## Task goal
Write out the material word for word, starting at the line with "Find the woman" and ending at the line with "Outlines of the woman", including both of those lines.

[Region annotation entries]
---+---

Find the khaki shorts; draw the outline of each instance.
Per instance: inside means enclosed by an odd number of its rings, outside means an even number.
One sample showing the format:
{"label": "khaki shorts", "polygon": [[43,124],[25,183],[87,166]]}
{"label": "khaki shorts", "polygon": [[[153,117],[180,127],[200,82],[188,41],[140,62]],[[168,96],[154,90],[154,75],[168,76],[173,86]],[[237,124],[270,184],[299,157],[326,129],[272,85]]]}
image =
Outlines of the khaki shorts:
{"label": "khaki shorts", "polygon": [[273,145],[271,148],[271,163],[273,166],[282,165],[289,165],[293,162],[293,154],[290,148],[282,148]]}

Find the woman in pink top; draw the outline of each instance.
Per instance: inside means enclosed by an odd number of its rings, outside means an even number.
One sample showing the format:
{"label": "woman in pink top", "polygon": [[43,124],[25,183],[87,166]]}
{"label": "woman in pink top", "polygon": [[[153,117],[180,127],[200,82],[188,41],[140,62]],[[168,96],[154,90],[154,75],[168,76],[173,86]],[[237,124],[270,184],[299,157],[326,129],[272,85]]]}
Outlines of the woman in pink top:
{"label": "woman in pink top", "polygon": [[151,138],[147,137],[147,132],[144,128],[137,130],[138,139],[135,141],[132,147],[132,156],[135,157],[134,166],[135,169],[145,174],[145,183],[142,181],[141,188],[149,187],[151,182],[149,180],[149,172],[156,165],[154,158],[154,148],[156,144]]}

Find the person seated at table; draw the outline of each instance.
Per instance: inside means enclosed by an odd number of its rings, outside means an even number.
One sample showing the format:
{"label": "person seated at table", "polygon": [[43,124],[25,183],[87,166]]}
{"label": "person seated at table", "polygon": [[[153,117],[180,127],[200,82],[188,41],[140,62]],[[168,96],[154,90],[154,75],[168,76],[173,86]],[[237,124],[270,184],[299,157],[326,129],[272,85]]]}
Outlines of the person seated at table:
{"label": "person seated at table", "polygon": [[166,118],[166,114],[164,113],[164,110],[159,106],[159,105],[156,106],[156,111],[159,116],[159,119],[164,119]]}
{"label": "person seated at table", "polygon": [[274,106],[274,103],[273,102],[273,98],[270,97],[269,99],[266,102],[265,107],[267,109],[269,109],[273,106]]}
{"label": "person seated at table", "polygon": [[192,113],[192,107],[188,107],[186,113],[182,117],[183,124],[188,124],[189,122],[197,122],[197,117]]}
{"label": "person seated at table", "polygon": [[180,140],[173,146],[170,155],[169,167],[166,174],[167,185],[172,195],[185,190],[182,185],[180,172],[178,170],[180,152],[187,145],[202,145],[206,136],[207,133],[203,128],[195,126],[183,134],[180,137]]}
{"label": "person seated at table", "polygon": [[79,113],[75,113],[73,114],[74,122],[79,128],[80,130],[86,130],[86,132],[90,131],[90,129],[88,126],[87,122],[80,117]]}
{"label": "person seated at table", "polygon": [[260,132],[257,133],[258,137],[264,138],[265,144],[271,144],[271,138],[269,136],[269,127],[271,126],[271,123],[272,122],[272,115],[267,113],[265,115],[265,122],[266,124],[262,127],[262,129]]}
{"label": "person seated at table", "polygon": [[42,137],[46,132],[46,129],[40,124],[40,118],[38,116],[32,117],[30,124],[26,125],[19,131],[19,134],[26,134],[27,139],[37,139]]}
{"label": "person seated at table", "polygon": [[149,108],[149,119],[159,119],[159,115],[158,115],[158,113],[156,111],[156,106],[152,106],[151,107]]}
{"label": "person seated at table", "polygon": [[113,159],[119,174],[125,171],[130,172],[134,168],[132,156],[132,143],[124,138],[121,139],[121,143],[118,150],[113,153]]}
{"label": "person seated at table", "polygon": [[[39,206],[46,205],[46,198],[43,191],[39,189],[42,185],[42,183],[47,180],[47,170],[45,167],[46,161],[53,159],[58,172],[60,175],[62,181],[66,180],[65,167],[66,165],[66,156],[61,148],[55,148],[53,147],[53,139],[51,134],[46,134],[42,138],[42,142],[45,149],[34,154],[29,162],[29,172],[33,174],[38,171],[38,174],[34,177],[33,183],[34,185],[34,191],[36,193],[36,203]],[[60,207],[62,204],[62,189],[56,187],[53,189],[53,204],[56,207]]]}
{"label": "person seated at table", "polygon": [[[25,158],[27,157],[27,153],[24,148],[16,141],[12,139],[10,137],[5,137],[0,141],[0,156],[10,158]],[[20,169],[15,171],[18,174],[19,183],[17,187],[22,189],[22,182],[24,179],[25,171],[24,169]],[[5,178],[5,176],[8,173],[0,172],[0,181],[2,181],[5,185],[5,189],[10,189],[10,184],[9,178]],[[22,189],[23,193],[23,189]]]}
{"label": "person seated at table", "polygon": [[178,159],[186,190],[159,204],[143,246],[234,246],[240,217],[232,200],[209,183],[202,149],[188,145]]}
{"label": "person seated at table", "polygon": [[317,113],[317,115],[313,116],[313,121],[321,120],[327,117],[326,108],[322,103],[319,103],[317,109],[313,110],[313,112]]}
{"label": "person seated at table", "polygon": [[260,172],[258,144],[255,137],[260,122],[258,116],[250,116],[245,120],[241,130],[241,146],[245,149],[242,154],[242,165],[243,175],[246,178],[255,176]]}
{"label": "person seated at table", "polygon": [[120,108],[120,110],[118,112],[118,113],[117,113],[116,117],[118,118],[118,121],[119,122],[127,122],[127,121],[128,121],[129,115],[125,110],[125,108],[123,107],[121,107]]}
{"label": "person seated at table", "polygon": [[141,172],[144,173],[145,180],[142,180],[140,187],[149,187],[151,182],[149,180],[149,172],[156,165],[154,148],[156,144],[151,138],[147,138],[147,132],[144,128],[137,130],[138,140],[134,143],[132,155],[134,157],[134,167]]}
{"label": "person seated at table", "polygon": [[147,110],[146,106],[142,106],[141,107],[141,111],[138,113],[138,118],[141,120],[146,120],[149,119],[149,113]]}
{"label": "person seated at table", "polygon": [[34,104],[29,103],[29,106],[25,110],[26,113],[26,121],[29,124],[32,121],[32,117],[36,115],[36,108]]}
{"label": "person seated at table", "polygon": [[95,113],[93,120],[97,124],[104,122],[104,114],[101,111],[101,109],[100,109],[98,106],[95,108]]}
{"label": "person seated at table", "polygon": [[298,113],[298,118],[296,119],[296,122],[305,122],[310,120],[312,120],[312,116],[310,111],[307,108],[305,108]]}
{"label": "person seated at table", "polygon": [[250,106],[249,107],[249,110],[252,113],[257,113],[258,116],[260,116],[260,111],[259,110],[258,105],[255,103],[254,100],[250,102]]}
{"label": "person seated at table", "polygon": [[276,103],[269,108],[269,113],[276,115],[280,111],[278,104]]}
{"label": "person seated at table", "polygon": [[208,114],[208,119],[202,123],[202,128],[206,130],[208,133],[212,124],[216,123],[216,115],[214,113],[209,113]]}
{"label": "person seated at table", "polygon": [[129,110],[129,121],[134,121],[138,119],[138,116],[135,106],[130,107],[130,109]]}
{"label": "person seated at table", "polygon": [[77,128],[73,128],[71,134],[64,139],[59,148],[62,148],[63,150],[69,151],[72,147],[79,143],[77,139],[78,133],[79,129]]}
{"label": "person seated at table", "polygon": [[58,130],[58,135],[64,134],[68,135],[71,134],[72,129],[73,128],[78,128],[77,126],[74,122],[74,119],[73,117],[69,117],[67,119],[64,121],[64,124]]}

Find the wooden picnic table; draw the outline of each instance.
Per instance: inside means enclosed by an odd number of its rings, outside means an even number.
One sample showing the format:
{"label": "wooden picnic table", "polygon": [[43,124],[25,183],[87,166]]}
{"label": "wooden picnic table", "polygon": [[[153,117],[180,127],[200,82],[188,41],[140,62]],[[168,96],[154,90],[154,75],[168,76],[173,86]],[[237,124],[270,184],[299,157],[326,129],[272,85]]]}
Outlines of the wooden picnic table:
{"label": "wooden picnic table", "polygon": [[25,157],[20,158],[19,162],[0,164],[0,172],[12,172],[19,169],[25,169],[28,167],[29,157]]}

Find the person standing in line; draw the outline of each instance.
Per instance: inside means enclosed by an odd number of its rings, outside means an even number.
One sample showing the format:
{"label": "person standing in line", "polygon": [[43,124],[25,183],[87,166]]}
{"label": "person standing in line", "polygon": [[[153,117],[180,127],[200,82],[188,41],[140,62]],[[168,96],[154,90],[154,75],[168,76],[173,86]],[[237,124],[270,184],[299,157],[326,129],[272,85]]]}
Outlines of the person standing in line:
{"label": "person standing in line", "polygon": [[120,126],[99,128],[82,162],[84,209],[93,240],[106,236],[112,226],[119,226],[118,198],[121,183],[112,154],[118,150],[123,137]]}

---+---

## Task output
Find the woman in pink top; draw the outline of each instance.
Per instance: inside means enclosed by an odd number of its rings, outside means an even number.
One sample showing the format:
{"label": "woman in pink top", "polygon": [[43,124],[25,183],[87,166]]}
{"label": "woman in pink top", "polygon": [[[153,117],[180,127],[200,82],[188,41],[140,62]],[[168,96],[154,90],[154,75],[168,76],[173,86]],[[237,124],[270,184],[299,157],[326,129],[272,85]]]}
Outlines of the woman in pink top:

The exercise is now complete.